Job =
Show every line of the material below that contains the word "water". Case counts.

Data to use =
______
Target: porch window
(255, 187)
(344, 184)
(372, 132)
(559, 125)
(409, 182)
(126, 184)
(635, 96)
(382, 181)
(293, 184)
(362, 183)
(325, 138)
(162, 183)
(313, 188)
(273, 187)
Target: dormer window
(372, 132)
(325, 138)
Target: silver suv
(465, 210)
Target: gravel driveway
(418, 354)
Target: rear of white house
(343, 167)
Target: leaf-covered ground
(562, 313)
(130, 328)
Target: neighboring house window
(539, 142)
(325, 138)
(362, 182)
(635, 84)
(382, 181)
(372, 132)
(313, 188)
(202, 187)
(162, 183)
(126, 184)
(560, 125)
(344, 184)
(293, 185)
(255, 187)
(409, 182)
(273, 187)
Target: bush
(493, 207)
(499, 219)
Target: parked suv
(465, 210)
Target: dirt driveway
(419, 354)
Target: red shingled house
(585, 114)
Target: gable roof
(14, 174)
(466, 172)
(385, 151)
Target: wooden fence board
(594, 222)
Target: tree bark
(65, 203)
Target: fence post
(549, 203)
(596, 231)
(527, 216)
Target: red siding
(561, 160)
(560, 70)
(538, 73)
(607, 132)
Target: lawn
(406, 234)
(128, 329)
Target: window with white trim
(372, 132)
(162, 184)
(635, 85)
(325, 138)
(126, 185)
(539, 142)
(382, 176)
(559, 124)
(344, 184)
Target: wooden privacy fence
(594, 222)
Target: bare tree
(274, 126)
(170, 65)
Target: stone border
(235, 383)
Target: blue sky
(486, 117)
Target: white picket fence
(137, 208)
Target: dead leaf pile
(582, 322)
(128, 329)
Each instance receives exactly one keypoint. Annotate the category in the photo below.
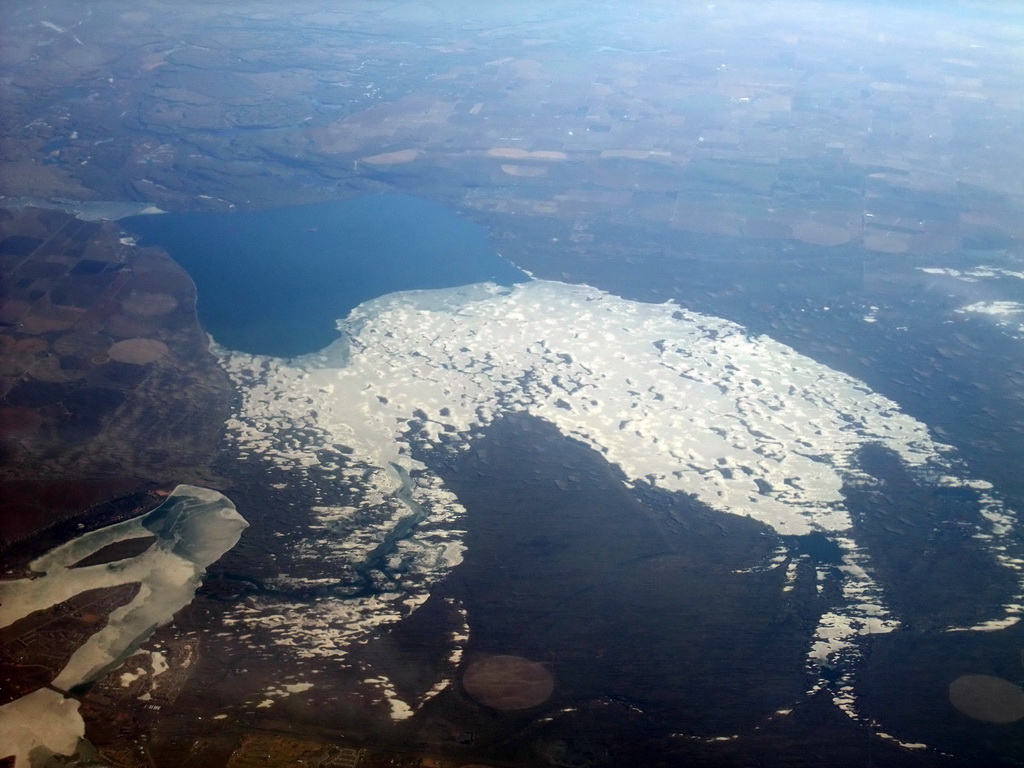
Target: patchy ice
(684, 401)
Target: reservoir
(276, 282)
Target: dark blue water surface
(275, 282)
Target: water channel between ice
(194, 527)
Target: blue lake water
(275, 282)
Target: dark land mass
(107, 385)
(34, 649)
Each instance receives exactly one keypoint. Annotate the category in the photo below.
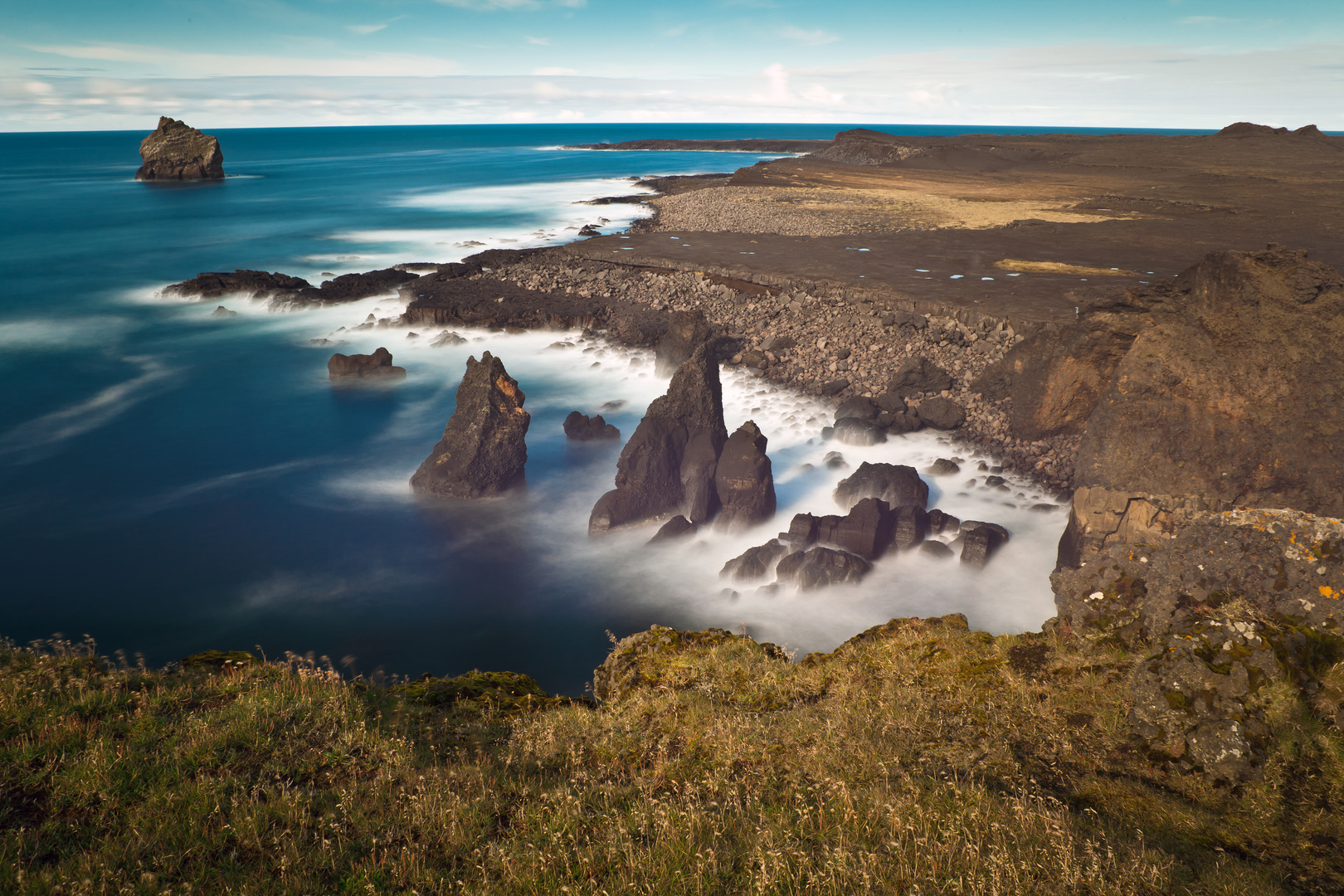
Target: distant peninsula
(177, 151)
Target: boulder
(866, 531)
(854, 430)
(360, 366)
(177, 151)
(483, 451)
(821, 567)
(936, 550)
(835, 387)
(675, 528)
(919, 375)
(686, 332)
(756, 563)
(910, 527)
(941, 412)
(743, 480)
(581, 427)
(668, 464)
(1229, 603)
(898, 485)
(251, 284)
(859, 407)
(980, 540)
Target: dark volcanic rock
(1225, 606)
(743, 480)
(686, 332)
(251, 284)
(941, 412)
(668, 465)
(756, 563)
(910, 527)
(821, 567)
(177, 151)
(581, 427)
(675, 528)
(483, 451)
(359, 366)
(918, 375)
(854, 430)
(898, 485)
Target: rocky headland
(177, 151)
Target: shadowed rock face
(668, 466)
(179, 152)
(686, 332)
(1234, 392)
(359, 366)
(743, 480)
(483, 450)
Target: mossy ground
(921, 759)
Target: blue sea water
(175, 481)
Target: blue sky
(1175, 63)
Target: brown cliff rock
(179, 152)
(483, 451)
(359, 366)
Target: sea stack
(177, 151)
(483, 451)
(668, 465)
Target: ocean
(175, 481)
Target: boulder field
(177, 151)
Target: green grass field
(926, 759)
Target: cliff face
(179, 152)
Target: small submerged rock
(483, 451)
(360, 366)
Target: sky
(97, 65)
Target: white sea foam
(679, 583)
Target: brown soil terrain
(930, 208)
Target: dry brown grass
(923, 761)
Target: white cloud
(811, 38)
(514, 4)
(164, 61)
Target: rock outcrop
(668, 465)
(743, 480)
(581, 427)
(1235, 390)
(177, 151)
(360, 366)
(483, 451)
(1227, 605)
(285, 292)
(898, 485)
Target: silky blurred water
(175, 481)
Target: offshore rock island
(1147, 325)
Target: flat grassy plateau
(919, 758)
______
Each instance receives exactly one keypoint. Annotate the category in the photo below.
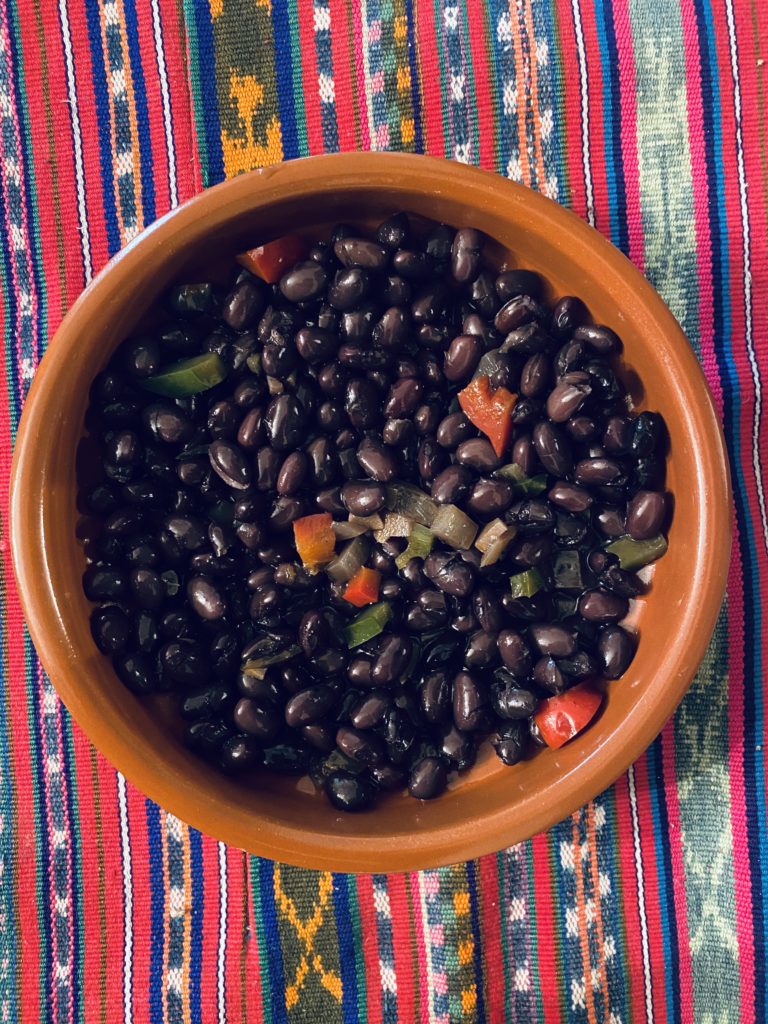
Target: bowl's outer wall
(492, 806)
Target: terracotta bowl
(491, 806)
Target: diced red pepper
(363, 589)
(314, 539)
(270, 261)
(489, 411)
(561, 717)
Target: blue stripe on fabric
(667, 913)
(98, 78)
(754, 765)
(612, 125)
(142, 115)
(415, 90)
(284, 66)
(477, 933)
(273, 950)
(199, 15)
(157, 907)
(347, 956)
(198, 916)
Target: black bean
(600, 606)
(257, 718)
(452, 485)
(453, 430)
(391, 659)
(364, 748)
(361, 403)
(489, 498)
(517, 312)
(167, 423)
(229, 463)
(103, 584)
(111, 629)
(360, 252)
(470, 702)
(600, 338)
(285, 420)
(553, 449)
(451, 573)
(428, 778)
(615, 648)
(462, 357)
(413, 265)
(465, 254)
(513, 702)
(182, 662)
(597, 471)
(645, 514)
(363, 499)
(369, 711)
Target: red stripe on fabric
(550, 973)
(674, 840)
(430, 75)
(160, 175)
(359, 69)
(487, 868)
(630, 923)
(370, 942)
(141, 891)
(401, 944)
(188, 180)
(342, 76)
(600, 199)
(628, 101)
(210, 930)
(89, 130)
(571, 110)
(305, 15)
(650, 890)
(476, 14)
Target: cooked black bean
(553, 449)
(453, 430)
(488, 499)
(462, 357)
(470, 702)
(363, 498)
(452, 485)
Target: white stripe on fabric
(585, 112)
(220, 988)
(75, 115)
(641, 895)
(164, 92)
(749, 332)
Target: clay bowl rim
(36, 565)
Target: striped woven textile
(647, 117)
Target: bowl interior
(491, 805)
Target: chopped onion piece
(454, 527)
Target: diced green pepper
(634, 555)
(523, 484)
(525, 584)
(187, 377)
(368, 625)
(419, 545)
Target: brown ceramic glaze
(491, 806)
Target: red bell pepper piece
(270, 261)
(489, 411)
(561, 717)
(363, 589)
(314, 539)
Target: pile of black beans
______
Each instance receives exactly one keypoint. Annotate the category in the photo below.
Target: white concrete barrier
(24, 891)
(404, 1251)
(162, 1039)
______
Response to this exercise =
Target: dark blue water surface
Target: water channel between ice
Target: blue lake water
Target: blue sea water
Target: silky blurred water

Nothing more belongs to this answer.